Dataset:
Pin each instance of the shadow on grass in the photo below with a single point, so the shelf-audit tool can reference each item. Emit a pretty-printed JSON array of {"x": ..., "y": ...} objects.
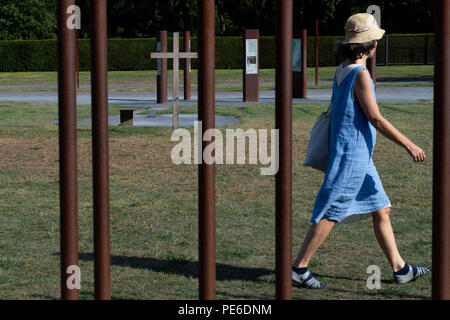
[
  {"x": 382, "y": 293},
  {"x": 348, "y": 278},
  {"x": 184, "y": 268}
]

Required task:
Could you write out all of the material above again, requests included, shifting every x and y coordinate in the answers by -103 and leaving out the pictures?

Answer for the task:
Pin each instance of the shadow on grass in the photo below with a single point, so the shelf-audit tool can reference each item. Emit a pretty-printed JSON array of {"x": ..., "y": ...} objects.
[
  {"x": 279, "y": 190},
  {"x": 245, "y": 175},
  {"x": 81, "y": 165}
]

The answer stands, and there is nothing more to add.